> [Set task]: Copy out the final stretch of the listing: the line that contains "Could you please pick out the green flag" and all lines after it, exactly as they appear.

(Stored dataset items)
----
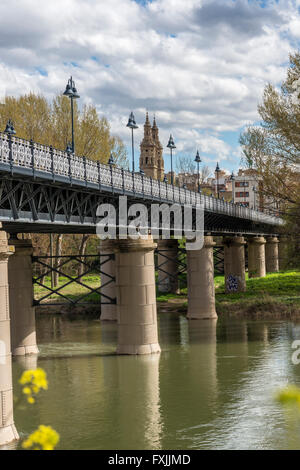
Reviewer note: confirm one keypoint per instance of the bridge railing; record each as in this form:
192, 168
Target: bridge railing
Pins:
16, 152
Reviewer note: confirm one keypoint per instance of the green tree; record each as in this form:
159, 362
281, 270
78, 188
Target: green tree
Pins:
273, 147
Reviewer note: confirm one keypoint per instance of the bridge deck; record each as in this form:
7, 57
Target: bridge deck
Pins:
41, 186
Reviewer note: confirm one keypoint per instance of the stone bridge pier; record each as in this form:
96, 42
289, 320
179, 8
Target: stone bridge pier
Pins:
8, 432
201, 287
22, 312
136, 297
272, 258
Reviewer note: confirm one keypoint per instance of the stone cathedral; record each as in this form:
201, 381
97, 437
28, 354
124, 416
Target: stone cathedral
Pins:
151, 156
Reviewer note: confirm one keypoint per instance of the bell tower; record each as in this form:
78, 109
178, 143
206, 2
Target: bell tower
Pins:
151, 159
159, 152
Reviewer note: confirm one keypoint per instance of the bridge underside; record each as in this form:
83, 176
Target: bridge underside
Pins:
45, 207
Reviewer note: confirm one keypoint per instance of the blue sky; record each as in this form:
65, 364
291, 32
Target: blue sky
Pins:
199, 65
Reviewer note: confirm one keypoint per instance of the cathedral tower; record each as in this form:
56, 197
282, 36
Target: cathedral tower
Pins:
151, 158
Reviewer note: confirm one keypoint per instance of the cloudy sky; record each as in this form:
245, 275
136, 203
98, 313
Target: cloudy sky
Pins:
199, 65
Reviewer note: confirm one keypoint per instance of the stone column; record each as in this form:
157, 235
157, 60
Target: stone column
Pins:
283, 253
8, 432
108, 311
201, 287
234, 264
22, 312
167, 266
272, 263
256, 257
136, 297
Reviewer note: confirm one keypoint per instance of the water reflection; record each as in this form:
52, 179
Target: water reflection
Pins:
138, 402
211, 387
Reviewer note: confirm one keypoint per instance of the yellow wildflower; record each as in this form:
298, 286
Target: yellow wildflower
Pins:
44, 438
34, 381
289, 395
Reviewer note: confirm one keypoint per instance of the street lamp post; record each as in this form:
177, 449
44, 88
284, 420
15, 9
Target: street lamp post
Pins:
198, 161
232, 178
71, 92
255, 191
218, 171
171, 146
132, 125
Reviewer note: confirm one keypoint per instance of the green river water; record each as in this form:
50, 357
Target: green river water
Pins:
212, 386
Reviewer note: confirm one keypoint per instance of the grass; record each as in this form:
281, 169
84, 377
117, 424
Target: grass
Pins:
276, 294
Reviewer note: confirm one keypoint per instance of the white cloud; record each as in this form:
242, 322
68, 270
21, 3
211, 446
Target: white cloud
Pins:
200, 65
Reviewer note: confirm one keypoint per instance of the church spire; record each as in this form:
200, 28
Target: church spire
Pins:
147, 131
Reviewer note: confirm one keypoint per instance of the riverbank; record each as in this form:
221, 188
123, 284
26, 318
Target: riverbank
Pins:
275, 296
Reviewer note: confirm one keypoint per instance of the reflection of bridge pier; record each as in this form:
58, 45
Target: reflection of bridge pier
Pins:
44, 190
138, 378
8, 431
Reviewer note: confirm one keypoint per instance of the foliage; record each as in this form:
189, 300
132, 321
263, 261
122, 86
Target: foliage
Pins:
50, 124
273, 148
290, 395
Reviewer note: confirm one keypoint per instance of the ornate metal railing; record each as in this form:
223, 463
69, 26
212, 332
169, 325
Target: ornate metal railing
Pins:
16, 153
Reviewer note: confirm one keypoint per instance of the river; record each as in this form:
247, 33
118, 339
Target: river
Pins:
212, 386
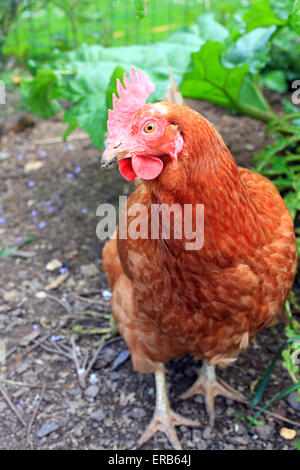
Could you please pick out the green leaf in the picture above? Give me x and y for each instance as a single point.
(294, 18)
(276, 398)
(253, 49)
(282, 8)
(140, 8)
(83, 78)
(262, 386)
(274, 80)
(251, 95)
(112, 87)
(210, 81)
(37, 94)
(259, 13)
(208, 29)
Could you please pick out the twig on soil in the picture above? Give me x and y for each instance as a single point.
(93, 301)
(83, 372)
(25, 384)
(82, 366)
(34, 416)
(23, 254)
(64, 304)
(56, 351)
(12, 406)
(35, 345)
(281, 418)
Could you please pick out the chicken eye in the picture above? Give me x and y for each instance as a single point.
(149, 127)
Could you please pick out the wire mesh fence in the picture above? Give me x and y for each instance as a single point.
(34, 27)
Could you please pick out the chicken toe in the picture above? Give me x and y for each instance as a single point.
(207, 385)
(165, 419)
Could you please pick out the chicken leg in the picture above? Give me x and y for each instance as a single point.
(164, 418)
(207, 385)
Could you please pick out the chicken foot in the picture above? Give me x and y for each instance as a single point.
(164, 418)
(207, 385)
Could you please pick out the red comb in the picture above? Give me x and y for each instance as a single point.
(132, 98)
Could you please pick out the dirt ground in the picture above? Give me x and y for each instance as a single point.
(49, 193)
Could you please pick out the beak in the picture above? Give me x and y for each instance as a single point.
(113, 155)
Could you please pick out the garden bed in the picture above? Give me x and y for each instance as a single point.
(50, 192)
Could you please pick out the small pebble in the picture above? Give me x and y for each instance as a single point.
(98, 415)
(92, 391)
(106, 294)
(47, 429)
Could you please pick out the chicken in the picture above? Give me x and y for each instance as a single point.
(169, 298)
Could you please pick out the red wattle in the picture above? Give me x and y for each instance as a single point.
(146, 167)
(126, 169)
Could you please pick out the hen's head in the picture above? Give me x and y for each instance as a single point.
(140, 136)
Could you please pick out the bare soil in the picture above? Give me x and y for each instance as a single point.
(50, 192)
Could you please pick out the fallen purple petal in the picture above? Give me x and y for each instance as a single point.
(42, 224)
(63, 270)
(55, 338)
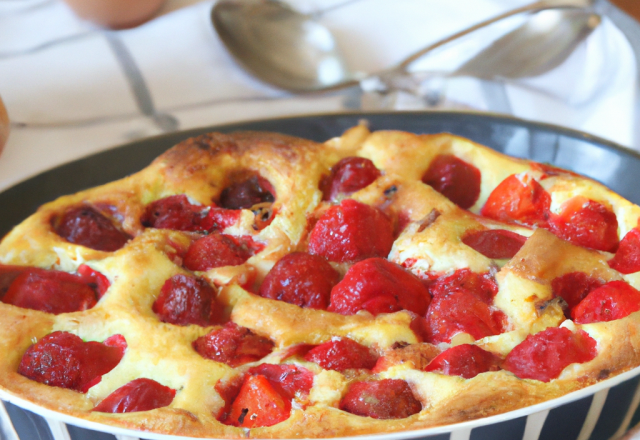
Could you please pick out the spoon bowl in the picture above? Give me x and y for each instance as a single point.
(278, 45)
(292, 51)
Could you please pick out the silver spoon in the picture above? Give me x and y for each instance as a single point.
(290, 50)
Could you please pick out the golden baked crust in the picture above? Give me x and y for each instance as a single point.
(201, 168)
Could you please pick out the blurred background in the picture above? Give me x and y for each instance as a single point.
(78, 77)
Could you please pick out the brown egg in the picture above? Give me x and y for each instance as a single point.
(4, 125)
(116, 14)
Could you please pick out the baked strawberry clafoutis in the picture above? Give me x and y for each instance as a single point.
(260, 285)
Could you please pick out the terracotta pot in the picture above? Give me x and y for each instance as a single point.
(116, 14)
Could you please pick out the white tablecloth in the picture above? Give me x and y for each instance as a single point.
(68, 88)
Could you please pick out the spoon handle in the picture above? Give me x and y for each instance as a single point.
(533, 7)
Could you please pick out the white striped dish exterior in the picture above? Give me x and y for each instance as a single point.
(604, 415)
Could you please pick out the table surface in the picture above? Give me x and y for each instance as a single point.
(632, 7)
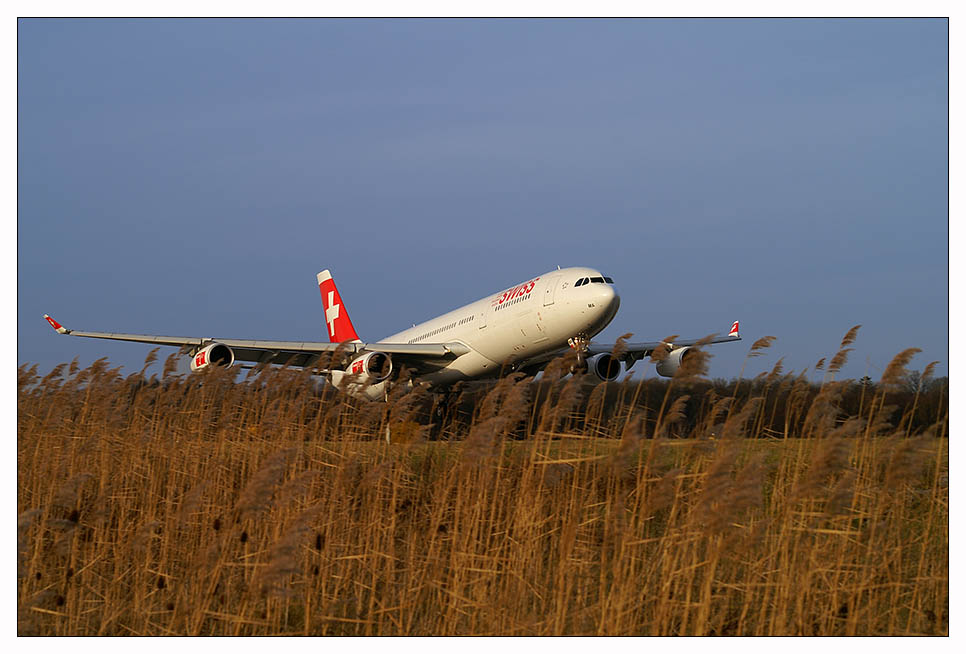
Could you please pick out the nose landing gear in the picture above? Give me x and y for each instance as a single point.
(579, 344)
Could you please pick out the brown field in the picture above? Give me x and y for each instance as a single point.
(219, 504)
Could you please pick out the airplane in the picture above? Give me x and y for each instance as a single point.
(520, 328)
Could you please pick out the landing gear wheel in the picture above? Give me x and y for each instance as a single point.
(579, 344)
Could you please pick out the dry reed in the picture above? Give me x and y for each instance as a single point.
(219, 505)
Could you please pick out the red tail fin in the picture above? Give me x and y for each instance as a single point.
(336, 317)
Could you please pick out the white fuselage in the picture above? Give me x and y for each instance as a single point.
(518, 323)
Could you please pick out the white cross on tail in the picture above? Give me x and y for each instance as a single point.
(331, 313)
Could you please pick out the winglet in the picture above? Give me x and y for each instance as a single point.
(56, 325)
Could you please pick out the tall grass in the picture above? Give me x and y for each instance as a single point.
(216, 504)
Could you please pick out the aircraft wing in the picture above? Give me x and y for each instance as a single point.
(630, 352)
(293, 353)
(636, 351)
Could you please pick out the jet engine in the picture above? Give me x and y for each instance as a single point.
(670, 364)
(605, 366)
(216, 354)
(377, 365)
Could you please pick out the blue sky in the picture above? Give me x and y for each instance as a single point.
(190, 177)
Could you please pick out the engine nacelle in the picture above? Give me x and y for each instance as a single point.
(668, 366)
(216, 354)
(605, 366)
(376, 365)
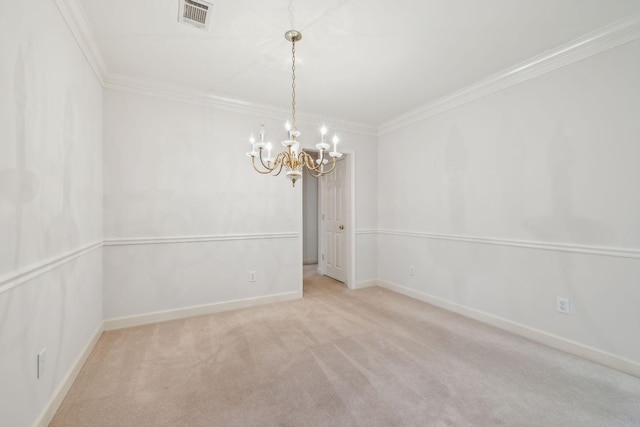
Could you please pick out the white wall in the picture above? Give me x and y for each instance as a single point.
(50, 206)
(310, 218)
(550, 163)
(178, 170)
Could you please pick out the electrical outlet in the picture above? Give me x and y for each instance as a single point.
(563, 305)
(42, 363)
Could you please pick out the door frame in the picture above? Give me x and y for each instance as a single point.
(350, 246)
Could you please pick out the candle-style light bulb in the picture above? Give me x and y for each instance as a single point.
(287, 126)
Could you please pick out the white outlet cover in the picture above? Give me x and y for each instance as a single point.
(42, 362)
(563, 305)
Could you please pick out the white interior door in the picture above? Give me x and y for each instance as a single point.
(333, 219)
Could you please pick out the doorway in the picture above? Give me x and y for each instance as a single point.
(328, 222)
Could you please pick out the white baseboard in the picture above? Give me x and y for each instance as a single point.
(366, 284)
(607, 359)
(182, 313)
(61, 392)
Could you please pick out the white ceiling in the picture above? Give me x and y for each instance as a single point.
(364, 61)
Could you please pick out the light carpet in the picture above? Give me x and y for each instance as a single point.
(340, 358)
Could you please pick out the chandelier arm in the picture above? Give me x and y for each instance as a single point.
(270, 169)
(253, 163)
(279, 160)
(321, 173)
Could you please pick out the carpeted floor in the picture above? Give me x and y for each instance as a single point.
(340, 358)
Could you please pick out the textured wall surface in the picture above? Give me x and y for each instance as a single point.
(50, 206)
(179, 170)
(552, 163)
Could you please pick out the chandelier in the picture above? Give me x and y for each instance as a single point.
(292, 160)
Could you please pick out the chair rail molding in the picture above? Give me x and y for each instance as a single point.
(196, 239)
(547, 246)
(18, 277)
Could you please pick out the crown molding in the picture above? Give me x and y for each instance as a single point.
(77, 21)
(605, 38)
(199, 98)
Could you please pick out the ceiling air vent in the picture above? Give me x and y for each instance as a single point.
(196, 13)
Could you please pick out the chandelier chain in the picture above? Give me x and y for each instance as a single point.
(293, 85)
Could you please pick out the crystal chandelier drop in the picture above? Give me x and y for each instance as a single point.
(292, 160)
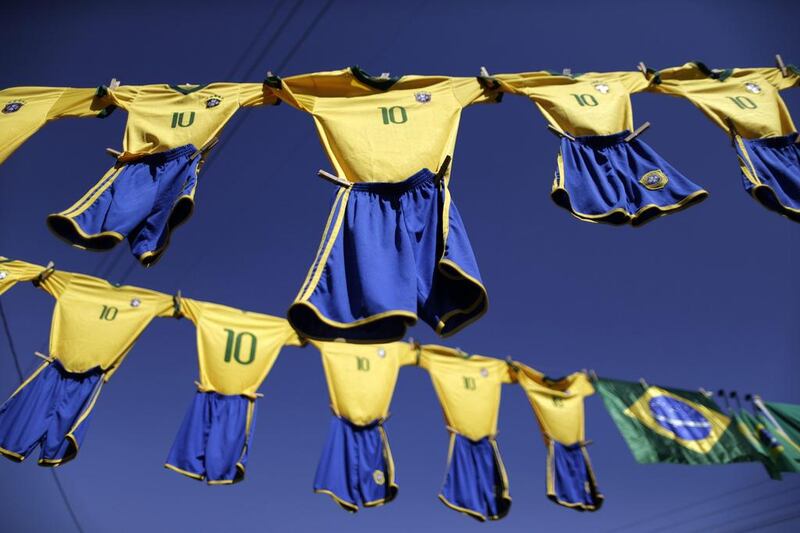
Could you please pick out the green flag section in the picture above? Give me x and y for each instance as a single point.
(765, 448)
(664, 425)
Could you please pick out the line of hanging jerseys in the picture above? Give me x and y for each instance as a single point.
(746, 102)
(150, 190)
(25, 110)
(604, 173)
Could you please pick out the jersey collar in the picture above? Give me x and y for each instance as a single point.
(186, 90)
(384, 84)
(717, 74)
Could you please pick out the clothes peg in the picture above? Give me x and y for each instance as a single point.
(558, 133)
(781, 65)
(638, 131)
(334, 179)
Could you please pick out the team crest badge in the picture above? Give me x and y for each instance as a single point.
(654, 180)
(602, 88)
(13, 107)
(752, 87)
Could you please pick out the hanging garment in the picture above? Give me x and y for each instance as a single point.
(469, 391)
(559, 408)
(151, 189)
(356, 468)
(236, 350)
(746, 102)
(395, 247)
(24, 110)
(601, 176)
(95, 325)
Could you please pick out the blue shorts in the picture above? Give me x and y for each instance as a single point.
(390, 252)
(604, 178)
(476, 482)
(570, 479)
(143, 200)
(356, 468)
(214, 438)
(50, 409)
(771, 172)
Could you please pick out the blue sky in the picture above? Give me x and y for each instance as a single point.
(704, 298)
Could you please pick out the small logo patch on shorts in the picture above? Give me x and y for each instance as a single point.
(13, 107)
(752, 87)
(601, 88)
(654, 180)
----
> [Answer to the problem]:
Could you please pick out the green flag section in the picture above? Give me x and y for each instance as a single point.
(765, 448)
(664, 425)
Could you please pick out the line of hanging jerseys in the picture above? Give me x and y for each instance as a single point.
(746, 102)
(150, 190)
(25, 110)
(604, 173)
Could you please pick out the jersey collar in the picture above? Give me x and y for each instance as a single point.
(186, 90)
(384, 84)
(717, 74)
Could you please pick out the clothes peg in the picture above? Give me x and y for each instance as a single point.
(558, 133)
(781, 65)
(638, 131)
(334, 179)
Could you please pick out the team crest badge in the picture above? Give me x and y for each instance as a single point.
(654, 180)
(602, 88)
(13, 107)
(752, 87)
Could you please pick out the hanging garment in the picture above? Give me x and y for each instance as a single point.
(469, 391)
(559, 408)
(151, 189)
(356, 468)
(236, 350)
(746, 102)
(395, 247)
(24, 110)
(601, 176)
(95, 325)
Could you please pick out the blue shorts in the picture above? Give me x and y for each instance as a single point.
(390, 252)
(604, 178)
(476, 482)
(570, 479)
(143, 200)
(356, 468)
(214, 438)
(50, 409)
(771, 172)
Could you please pick out the blue sky in the picture above? Give me x and y for each instance as a single point.
(704, 298)
Could you please pick out the small logo patch on shorts in the picture above? Give me x and y for each instance as a single point.
(13, 107)
(752, 87)
(601, 88)
(654, 180)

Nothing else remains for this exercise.